#### Instructions for the task:
Among the entries below, find the lines holding "field" and copy them.

Segment Start: Supplied information

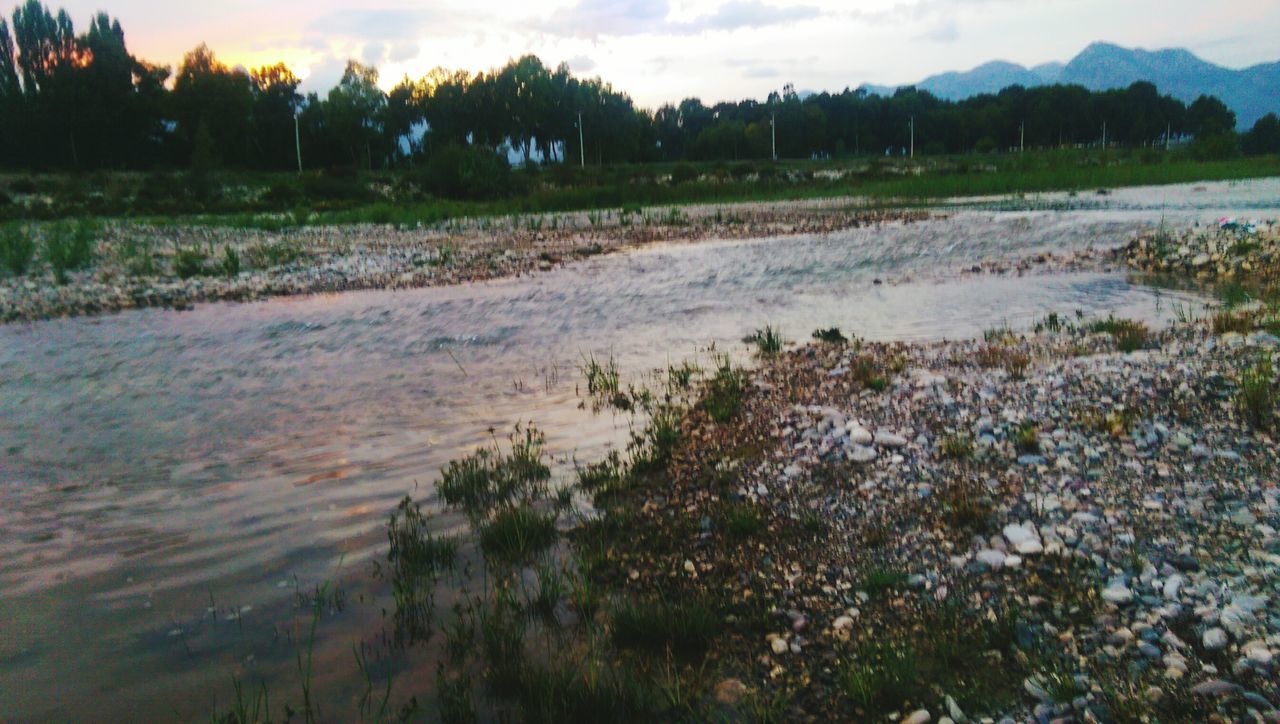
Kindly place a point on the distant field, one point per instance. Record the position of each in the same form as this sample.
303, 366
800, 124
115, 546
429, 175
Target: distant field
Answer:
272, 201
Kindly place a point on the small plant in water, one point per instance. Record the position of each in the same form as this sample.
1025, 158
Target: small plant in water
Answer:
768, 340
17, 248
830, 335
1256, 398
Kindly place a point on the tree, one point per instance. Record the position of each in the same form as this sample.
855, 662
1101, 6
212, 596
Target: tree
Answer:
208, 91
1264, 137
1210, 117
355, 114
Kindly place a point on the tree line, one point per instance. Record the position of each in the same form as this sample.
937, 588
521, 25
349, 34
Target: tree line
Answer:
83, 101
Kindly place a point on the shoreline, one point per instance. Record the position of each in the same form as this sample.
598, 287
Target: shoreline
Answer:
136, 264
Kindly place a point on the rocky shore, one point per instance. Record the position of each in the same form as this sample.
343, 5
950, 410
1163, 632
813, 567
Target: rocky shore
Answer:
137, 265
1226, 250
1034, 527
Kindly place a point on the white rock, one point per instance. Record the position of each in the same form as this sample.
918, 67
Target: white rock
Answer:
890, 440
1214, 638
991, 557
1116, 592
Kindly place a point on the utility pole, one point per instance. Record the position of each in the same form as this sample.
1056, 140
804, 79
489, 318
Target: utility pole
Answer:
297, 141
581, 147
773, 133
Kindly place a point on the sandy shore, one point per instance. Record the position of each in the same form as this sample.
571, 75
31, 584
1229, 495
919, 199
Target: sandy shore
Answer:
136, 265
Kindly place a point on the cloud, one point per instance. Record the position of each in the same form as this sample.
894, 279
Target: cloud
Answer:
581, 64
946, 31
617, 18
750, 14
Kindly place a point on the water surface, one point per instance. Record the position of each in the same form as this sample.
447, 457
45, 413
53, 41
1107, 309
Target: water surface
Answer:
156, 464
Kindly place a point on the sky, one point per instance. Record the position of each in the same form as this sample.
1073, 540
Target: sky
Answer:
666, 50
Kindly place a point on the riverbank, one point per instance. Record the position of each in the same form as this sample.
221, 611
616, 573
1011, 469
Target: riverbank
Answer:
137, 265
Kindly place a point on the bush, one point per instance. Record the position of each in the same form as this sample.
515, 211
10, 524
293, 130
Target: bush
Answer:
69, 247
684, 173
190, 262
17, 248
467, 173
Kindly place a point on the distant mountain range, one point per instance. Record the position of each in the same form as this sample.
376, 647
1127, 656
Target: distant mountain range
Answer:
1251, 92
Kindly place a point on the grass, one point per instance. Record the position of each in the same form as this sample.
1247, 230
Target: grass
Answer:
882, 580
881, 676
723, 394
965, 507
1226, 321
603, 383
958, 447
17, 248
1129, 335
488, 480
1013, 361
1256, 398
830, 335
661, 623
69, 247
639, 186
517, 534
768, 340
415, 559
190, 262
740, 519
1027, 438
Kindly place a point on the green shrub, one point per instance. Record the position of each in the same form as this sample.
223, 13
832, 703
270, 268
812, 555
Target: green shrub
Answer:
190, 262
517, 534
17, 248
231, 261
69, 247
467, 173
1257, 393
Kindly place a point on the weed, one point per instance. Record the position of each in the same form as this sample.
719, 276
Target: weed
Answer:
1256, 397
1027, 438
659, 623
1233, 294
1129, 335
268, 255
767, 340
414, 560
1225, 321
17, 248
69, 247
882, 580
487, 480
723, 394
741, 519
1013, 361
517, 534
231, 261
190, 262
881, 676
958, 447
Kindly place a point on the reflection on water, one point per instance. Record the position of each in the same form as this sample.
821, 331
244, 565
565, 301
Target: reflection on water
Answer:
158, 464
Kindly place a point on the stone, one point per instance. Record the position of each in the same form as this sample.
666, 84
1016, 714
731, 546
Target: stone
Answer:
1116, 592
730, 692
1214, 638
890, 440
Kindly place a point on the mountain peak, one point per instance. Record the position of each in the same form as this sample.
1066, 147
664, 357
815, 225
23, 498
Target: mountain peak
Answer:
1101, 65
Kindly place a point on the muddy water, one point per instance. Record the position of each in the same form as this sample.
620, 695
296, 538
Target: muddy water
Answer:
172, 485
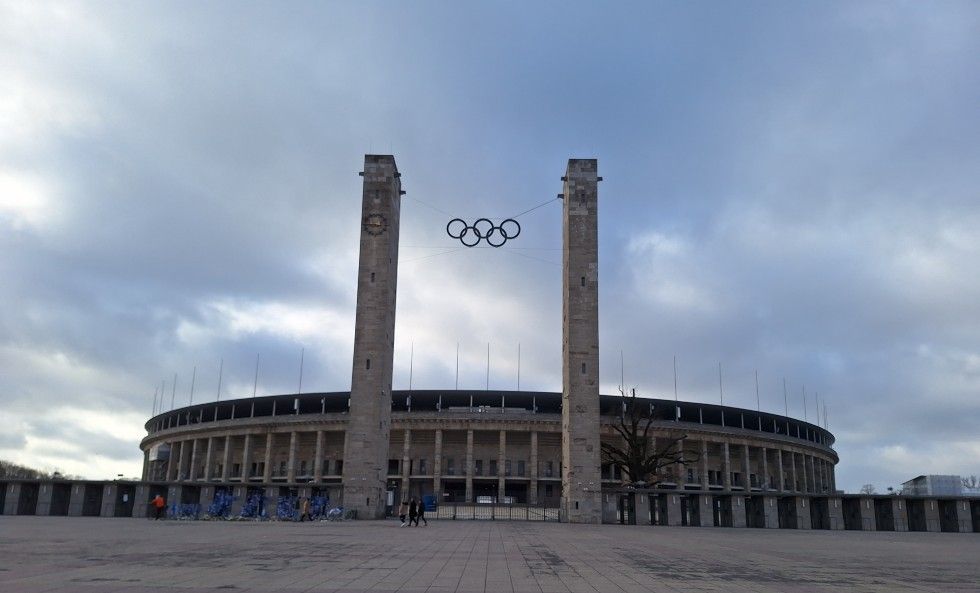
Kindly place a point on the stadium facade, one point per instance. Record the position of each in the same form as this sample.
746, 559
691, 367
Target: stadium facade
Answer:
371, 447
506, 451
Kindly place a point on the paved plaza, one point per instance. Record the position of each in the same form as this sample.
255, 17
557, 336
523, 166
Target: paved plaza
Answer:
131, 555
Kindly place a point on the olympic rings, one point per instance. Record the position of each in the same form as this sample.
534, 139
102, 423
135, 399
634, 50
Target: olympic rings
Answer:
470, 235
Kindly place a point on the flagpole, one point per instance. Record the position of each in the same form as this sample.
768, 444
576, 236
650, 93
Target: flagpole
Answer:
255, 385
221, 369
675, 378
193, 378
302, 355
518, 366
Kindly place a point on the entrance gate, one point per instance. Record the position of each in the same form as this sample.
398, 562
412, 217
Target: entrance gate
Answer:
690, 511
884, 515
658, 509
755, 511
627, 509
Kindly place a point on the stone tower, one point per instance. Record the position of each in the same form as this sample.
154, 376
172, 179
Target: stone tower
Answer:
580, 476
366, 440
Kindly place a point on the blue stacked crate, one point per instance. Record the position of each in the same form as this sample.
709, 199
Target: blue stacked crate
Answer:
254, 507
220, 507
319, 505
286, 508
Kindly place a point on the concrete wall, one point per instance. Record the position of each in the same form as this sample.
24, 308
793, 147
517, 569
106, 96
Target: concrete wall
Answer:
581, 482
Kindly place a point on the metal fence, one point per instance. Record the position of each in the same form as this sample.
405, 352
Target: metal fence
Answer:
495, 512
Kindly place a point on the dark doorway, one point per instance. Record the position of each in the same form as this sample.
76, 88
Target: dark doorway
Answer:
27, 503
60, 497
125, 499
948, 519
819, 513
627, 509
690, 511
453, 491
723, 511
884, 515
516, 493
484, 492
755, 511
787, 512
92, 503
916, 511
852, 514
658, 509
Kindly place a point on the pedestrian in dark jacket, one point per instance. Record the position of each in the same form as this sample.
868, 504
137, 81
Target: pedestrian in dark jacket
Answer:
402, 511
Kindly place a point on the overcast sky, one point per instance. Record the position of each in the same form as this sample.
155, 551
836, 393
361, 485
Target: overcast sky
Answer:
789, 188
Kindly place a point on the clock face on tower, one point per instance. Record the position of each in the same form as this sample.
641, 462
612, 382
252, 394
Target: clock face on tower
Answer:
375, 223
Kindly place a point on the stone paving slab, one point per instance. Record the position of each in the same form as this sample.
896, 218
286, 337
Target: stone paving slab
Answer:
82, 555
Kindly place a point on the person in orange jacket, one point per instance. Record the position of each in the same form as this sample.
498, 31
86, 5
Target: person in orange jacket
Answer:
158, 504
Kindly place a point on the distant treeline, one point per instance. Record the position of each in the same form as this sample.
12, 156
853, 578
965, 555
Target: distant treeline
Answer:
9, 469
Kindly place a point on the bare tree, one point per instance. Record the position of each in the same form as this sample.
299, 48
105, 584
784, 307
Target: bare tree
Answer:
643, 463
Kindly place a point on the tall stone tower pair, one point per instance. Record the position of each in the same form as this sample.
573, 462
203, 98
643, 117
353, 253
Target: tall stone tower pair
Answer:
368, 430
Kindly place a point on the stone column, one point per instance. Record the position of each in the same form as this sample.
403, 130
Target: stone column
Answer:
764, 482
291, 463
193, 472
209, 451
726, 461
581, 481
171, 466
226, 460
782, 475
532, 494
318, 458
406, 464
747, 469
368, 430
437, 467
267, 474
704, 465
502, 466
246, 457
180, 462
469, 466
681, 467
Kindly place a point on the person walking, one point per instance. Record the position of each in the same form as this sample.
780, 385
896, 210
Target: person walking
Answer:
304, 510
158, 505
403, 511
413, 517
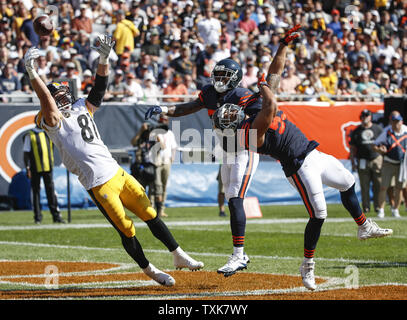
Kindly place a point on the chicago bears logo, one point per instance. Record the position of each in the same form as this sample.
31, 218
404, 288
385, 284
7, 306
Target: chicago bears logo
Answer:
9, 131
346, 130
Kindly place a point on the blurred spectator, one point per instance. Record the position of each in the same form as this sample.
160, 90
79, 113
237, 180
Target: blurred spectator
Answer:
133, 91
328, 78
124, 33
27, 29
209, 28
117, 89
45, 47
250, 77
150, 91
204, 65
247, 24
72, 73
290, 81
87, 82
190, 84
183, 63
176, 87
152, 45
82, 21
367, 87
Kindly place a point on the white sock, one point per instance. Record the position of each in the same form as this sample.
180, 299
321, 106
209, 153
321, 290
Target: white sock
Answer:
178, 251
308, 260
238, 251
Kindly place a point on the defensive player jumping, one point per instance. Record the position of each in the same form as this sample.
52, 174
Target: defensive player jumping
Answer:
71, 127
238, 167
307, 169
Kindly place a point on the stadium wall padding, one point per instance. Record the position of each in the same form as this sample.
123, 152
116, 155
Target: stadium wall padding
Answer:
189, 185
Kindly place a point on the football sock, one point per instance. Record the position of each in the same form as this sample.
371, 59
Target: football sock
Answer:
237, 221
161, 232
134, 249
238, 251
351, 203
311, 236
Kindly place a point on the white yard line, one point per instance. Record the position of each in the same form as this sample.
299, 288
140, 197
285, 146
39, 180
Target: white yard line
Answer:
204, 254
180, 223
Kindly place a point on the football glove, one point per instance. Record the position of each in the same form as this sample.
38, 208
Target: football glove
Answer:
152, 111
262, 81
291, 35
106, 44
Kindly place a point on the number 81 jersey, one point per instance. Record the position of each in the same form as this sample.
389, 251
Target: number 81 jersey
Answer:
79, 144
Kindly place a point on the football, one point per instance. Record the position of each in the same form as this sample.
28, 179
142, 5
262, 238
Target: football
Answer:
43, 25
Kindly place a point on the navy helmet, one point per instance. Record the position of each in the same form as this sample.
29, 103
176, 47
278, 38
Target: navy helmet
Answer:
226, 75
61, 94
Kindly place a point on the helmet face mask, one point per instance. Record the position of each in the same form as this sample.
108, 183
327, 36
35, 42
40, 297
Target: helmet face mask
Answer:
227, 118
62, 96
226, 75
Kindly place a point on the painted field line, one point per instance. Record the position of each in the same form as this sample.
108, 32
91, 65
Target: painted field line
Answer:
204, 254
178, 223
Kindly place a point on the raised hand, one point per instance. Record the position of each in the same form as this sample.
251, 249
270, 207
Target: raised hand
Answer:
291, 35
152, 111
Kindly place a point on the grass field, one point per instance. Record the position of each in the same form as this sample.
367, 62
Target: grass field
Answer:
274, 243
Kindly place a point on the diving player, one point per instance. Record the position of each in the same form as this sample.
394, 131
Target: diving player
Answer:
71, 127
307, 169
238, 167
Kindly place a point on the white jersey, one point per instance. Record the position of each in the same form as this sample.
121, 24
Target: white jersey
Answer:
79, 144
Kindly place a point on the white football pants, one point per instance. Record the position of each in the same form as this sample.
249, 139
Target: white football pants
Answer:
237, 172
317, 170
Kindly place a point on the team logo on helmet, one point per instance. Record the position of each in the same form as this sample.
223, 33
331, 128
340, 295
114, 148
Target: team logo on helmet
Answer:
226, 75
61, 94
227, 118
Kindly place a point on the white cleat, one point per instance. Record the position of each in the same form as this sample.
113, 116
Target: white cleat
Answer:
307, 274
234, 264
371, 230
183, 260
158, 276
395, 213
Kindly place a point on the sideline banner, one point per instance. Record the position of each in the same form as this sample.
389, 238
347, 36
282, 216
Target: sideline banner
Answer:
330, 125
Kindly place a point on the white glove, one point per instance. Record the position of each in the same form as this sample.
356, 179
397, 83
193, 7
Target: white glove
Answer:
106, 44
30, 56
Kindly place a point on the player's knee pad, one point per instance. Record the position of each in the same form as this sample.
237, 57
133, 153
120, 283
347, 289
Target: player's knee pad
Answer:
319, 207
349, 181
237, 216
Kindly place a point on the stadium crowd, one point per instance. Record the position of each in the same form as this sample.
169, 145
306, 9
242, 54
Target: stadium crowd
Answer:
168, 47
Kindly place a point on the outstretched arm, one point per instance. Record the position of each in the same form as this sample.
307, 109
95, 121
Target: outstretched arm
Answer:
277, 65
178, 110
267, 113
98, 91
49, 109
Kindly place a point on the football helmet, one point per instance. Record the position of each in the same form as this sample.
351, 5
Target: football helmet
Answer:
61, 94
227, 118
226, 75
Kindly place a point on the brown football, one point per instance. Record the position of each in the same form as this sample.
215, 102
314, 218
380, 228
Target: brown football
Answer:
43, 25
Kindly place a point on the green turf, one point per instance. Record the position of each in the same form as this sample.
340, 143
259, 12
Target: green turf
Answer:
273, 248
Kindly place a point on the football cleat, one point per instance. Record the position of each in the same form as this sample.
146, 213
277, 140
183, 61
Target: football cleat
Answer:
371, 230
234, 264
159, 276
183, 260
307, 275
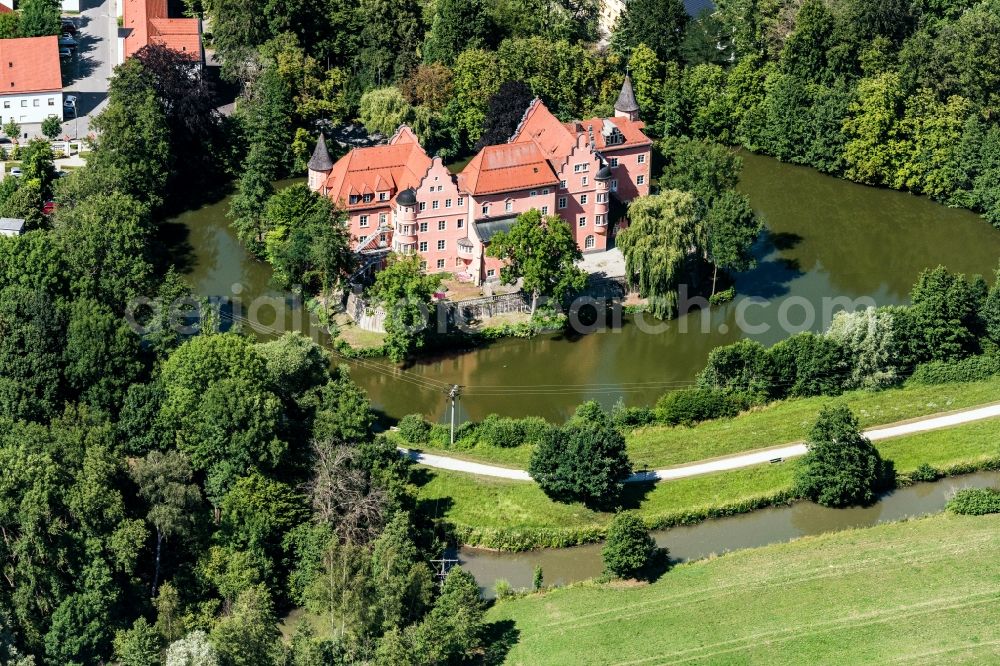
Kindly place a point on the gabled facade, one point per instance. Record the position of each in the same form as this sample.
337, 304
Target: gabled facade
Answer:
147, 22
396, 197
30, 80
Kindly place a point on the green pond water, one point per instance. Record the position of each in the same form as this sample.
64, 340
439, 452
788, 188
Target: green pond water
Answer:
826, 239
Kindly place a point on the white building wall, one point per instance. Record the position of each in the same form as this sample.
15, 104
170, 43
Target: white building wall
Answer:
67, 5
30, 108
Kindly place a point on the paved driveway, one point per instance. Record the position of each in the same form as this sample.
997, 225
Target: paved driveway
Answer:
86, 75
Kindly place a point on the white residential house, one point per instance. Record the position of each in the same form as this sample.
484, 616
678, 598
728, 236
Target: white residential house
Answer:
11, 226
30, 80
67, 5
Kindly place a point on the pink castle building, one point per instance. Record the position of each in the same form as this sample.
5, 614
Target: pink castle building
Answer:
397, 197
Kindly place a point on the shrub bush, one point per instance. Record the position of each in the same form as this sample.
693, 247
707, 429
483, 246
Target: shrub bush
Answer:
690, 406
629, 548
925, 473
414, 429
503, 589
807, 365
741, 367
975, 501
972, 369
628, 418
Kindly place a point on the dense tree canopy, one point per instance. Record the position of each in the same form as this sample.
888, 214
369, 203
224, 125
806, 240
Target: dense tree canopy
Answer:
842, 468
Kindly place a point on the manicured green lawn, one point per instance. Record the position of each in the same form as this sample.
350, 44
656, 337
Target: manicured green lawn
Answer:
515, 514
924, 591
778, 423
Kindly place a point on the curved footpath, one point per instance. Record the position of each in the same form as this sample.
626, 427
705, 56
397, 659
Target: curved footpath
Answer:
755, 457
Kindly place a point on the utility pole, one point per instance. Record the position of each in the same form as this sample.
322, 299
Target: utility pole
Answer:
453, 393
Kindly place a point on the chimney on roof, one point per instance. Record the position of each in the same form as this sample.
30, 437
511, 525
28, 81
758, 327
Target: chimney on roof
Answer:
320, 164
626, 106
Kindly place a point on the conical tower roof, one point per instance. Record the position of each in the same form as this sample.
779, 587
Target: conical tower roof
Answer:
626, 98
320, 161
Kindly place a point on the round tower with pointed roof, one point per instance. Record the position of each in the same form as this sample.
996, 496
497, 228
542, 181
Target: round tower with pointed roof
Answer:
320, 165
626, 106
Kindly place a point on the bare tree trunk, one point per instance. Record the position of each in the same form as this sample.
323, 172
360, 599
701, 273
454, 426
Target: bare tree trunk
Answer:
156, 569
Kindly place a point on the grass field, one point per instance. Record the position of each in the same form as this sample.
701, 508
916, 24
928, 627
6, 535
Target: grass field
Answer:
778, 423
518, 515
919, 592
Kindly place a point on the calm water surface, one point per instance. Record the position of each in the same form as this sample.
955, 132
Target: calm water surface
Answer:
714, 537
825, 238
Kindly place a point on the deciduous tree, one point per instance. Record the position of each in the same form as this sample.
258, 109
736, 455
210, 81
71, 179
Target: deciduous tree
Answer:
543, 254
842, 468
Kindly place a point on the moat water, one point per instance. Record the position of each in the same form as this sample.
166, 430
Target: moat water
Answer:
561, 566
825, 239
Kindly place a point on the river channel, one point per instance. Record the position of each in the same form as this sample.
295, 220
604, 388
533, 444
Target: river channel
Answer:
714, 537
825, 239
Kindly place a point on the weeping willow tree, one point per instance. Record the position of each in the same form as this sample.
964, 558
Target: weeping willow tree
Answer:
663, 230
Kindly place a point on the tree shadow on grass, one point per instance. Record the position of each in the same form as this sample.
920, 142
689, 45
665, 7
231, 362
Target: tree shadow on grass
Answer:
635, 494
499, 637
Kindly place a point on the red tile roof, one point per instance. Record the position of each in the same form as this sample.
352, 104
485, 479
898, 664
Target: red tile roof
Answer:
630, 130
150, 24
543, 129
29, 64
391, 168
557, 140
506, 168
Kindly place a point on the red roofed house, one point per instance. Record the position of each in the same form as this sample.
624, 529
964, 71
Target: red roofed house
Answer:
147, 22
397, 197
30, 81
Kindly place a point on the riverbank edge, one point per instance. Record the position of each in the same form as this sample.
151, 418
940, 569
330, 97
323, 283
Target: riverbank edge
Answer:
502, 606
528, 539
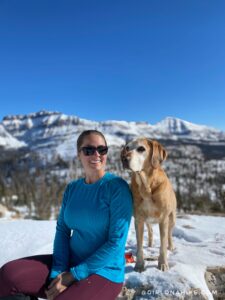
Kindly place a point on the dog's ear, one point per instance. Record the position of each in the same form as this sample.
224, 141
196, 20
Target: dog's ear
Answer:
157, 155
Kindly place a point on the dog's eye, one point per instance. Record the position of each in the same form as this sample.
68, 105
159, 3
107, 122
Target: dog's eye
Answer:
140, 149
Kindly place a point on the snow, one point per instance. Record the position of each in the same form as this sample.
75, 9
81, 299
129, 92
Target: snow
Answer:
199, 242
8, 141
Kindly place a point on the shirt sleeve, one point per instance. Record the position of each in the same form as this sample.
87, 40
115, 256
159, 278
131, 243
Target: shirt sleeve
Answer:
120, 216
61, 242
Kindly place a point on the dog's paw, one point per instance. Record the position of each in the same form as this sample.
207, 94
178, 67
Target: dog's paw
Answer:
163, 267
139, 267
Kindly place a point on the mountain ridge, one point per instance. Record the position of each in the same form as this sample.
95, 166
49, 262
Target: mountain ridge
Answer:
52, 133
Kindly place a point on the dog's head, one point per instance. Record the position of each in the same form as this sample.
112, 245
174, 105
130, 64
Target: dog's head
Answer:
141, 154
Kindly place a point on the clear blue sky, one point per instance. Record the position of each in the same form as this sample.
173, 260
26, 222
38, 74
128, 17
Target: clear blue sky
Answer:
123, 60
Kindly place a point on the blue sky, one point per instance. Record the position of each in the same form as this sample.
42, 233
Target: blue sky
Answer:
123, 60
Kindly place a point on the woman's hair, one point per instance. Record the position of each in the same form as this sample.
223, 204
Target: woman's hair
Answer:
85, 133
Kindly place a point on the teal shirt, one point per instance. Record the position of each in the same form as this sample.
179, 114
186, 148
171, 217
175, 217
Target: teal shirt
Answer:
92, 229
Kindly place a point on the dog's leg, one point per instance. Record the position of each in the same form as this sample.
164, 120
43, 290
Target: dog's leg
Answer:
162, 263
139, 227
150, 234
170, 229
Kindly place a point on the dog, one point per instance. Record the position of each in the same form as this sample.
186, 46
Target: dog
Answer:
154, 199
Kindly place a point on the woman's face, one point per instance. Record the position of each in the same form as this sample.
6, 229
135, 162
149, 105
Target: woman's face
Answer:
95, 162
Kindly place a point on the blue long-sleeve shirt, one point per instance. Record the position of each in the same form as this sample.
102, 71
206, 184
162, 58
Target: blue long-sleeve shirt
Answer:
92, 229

Segment End: Supplied information

#### Task response:
Kindly place a point on the distant field, one point per instance. Record the position of each in the same form as this sample.
Target: distant field
Kindly place a point on the painted field line, one point per instance. Record the position of each in the same form as this sample.
Target: painted field line
Kindly place a point on the grass field, one point per instance. Record the position of each in the same form as this sample.
Target: grass field
Kindly place a point on the grass field, one point per instance. Record the position of each in the same form as this sample.
Target: grass field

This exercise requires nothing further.